# The problem:
Transcribe, verbatim, every line from the start of the entries through the line that contains "Where can the yellow"; include both boundary lines and omit all others.

START Dataset entries

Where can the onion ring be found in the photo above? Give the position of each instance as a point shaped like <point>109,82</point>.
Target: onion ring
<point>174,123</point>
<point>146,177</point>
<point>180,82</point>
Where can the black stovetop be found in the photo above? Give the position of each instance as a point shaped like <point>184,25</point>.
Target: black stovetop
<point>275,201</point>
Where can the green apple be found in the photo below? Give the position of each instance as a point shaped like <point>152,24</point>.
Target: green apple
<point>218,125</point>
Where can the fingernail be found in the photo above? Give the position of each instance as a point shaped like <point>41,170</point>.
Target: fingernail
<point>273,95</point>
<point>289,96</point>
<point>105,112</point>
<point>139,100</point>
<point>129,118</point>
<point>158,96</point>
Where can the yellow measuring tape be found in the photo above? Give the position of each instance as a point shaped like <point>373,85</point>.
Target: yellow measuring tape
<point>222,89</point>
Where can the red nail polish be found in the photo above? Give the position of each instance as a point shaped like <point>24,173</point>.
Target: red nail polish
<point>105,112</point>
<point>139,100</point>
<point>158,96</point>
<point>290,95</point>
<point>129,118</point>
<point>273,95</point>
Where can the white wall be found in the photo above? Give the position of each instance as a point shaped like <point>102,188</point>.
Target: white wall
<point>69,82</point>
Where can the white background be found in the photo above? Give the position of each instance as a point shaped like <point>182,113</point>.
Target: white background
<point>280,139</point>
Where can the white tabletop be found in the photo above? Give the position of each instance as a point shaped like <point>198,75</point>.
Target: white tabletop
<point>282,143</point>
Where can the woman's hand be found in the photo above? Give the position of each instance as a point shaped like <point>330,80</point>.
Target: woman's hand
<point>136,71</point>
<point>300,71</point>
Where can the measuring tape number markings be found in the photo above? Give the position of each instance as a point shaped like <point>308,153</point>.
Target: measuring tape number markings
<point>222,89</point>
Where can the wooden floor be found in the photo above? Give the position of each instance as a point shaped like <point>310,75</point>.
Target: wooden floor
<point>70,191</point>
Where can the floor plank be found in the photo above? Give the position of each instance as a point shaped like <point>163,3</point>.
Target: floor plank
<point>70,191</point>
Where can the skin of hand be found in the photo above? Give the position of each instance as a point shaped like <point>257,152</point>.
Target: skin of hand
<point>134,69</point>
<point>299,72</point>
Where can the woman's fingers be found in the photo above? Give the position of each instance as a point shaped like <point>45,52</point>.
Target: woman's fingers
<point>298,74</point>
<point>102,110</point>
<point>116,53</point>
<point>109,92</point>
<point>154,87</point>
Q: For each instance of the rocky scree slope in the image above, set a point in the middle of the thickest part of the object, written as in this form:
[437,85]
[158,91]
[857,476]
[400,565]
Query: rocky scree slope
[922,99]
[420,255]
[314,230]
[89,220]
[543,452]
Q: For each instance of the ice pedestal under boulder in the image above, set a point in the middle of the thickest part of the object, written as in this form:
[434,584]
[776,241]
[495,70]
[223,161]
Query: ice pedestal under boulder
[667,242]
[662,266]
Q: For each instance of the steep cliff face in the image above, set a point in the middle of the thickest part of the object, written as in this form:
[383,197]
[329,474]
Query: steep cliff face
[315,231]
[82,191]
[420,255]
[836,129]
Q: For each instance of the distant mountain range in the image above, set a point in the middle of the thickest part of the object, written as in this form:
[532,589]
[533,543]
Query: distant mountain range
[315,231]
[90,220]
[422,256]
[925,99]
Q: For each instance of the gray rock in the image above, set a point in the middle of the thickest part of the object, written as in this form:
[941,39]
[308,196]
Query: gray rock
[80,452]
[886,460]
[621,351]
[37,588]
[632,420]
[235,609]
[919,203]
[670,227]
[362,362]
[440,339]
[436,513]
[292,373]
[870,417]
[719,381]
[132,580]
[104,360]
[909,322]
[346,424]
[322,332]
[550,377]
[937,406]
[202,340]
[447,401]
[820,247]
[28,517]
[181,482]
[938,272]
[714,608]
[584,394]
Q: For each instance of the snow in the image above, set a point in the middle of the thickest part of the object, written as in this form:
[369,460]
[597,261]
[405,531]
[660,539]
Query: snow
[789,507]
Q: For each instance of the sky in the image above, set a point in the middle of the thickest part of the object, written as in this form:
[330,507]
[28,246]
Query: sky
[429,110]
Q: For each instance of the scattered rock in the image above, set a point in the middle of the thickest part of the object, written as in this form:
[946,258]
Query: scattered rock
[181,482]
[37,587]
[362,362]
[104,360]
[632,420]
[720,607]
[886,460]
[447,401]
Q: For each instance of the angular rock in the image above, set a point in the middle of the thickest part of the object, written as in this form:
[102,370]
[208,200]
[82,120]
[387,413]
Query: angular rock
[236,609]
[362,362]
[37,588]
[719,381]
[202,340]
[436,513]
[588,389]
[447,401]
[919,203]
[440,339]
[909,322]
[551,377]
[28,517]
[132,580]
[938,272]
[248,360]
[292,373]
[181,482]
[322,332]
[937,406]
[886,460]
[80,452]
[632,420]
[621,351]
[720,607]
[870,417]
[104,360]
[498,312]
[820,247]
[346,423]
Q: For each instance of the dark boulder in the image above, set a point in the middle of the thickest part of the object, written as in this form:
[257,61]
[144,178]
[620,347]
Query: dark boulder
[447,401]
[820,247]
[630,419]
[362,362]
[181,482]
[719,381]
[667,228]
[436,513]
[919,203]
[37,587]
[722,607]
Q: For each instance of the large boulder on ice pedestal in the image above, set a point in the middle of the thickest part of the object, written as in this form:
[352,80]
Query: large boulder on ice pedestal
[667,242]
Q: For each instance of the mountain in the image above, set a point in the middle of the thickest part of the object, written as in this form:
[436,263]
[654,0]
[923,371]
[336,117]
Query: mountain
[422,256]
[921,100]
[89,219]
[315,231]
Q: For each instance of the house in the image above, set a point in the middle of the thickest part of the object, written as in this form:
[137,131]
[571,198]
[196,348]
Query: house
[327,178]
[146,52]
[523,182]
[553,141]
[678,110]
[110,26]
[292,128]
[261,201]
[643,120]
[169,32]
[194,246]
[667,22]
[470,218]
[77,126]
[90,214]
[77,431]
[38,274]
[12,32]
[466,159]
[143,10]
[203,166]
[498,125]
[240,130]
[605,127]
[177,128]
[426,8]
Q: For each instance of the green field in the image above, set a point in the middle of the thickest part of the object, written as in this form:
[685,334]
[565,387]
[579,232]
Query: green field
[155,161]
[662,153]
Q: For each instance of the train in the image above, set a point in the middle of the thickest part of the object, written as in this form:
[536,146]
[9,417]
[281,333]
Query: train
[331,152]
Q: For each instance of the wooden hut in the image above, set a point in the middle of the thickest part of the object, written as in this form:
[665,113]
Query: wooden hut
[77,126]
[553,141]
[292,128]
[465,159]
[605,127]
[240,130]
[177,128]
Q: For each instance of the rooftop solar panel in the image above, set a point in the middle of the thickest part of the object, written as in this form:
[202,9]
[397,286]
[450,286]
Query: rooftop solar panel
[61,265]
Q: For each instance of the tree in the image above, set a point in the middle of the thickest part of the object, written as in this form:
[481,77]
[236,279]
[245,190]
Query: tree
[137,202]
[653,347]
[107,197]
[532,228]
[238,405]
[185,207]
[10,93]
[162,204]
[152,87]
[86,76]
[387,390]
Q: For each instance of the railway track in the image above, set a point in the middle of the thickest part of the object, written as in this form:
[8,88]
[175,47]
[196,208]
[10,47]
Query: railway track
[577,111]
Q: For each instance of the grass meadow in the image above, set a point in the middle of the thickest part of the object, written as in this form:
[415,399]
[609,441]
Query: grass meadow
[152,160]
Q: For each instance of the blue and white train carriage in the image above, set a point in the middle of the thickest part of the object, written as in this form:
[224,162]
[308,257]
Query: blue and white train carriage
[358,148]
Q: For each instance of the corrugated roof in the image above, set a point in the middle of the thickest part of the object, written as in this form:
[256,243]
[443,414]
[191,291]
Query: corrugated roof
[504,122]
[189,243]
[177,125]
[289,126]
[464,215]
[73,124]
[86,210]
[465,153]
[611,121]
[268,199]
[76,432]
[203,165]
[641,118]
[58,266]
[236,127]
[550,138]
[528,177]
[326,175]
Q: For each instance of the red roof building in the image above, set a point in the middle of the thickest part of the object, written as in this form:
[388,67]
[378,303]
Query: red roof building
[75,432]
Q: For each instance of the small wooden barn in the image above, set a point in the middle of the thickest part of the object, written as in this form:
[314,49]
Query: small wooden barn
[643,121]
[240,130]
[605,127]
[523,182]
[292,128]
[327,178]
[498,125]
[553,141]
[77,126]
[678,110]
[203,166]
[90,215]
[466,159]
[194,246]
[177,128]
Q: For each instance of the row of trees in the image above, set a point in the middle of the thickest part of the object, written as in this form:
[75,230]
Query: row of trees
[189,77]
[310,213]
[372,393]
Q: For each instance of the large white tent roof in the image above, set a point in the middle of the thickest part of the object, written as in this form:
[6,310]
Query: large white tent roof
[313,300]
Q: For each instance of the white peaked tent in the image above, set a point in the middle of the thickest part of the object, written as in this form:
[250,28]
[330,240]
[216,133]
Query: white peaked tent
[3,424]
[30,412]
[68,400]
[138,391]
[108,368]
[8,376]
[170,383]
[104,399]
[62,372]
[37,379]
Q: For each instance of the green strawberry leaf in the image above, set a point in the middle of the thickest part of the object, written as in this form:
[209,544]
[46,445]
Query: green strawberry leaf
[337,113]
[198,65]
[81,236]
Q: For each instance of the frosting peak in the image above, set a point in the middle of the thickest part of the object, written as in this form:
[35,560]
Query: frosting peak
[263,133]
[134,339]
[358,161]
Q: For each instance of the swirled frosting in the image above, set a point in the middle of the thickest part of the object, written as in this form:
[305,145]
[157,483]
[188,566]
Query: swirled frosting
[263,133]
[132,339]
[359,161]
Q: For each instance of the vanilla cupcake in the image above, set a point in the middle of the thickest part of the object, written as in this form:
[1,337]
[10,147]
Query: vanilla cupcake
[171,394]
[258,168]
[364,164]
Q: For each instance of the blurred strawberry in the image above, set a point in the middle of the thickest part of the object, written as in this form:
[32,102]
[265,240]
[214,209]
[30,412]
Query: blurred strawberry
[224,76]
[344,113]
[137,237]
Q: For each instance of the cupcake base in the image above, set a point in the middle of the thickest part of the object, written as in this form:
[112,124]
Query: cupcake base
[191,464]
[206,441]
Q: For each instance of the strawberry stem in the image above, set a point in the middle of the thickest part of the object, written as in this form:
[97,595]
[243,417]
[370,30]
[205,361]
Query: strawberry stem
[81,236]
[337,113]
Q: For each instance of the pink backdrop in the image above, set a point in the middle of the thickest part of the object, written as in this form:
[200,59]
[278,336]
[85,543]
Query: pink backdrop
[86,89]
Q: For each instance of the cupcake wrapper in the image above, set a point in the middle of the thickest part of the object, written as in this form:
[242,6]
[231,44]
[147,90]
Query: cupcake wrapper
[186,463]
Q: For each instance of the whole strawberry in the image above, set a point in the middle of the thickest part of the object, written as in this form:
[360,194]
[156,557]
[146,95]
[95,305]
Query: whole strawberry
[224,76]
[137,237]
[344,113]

END Dataset entries

# Response below:
Where can the onion ring be found in the photo above? Give the position of each instance as a point shaped like <point>109,82</point>.
Target: onion ring
<point>174,123</point>
<point>146,177</point>
<point>180,82</point>
Where can the black stovetop be found in the photo above? Give the position of each instance as a point shaped like <point>184,25</point>.
Target: black stovetop
<point>275,201</point>
Where can the green apple be found in the photo below? Give the position of each instance as a point shaped like <point>152,24</point>.
Target: green apple
<point>218,125</point>
Where can the fingernail be found in the photo above? Give the position of each instance as a point shaped like <point>41,170</point>.
Target: fingernail
<point>273,95</point>
<point>289,96</point>
<point>105,112</point>
<point>139,100</point>
<point>129,118</point>
<point>158,96</point>
Where can the yellow measuring tape be found in the photo above? Give the position of each instance as a point shaped like <point>373,85</point>.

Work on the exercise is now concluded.